▶ Action item
Please reproduce the following records exactly, with nothing omitted.
Data extracts START
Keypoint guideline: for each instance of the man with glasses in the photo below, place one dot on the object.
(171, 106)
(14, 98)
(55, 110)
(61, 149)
Data extracts END
▶ Exercise output
Keypoint guideline: for each instance of the man with glasses in the photo below, place one dot on the object.
(171, 106)
(14, 98)
(55, 110)
(61, 149)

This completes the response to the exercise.